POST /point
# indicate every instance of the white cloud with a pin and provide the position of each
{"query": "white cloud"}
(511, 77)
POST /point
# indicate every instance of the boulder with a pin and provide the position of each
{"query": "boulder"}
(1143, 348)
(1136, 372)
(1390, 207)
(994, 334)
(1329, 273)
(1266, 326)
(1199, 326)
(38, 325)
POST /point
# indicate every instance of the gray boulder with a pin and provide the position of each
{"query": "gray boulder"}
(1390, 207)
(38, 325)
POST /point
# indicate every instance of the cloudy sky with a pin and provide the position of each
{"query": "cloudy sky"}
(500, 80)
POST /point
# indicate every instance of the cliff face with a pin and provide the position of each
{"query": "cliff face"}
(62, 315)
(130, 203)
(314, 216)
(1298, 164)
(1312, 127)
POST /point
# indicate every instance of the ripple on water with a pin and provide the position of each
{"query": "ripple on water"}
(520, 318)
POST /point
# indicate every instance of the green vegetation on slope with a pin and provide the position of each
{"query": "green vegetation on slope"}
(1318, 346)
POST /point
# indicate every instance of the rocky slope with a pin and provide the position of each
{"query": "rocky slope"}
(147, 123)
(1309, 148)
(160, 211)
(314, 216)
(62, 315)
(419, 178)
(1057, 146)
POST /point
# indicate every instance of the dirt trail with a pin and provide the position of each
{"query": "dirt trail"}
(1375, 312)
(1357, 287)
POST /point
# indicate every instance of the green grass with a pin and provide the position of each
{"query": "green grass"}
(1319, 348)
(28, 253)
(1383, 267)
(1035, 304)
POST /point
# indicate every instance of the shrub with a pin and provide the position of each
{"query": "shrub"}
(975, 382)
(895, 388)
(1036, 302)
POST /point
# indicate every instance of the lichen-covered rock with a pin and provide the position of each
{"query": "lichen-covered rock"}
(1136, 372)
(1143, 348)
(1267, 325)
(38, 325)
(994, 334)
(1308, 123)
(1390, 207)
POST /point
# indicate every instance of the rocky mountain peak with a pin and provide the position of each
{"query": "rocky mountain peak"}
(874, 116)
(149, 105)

Written problem: Can you format every line of the items above as a numbered list, leaving out any blank lines?

The reply:
1. POST /point
2. # indicate every instance of the white cloud with a pin and provide the position of each
3. {"query": "white cloud"}
4. (511, 77)
5. POST /point
6. # indicate every instance of the boulder with a pin and provide the position of each
7. {"query": "boulder"}
8. (1143, 348)
9. (1136, 372)
10. (1390, 207)
11. (994, 334)
12. (1329, 273)
13. (1266, 326)
14. (1199, 326)
15. (38, 325)
16. POST /point
17. # indicate every instance of the gray boulder with a pin and provide the position of each
18. {"query": "gray boulder"}
19. (1390, 207)
20. (38, 325)
21. POST /point
22. # indicate every instance of the cloudy sky with a pin and provide the position of each
23. {"query": "cloudy sky"}
24. (500, 80)
25. POST /point
26. # indicate every instance of the cliff face with a pin and provide the position of each
27. {"query": "cliff face"}
28. (62, 315)
29. (130, 203)
30. (314, 216)
31. (1298, 164)
32. (1312, 127)
33. POST /point
34. # indicate every instance of the ripple on water with a pin and provide the position of each
35. {"query": "ripple on water"}
36. (520, 318)
37. POST /point
38. # indicate every instance of the green vegetation on slope with a pin and provide the position of each
39. {"query": "green vegetation on slope"}
40. (1318, 346)
41. POST /point
42. # indicate every instance of the rocky slope with a pin and provide the position of each
43. {"query": "rocky slope"}
44. (147, 123)
45. (1309, 148)
46. (160, 211)
47. (314, 216)
48. (62, 315)
49. (419, 178)
50. (1057, 146)
51. POST /point
52. # indicate every instance of the dirt trail with a pin and provide the position of each
53. {"query": "dirt trail"}
54. (1375, 312)
55. (1357, 287)
56. POST /point
57. # indicate every instance of the green grass with a pin and provide the position of each
58. {"query": "green grass"}
59. (1319, 348)
60. (28, 253)
61. (1383, 267)
62. (1035, 304)
63. POST /point
64. # indicate every instance of the shrub with a pin and provide the position of each
65. {"query": "shrub"}
66. (975, 382)
67. (895, 388)
68. (1036, 302)
69. POST /point
70. # indicate every instance of the lichen-covered rock with a pin and provide the position of each
71. {"query": "lichen-covered rock"}
72. (1136, 372)
73. (1143, 348)
74. (1267, 325)
75. (38, 325)
76. (994, 334)
77. (1308, 123)
78. (1390, 207)
79. POST /point
80. # indicate every instance of the rocky mountain peak with a pin and provide the position of each
81. {"query": "rocky mountain peak"}
82. (874, 116)
83. (149, 105)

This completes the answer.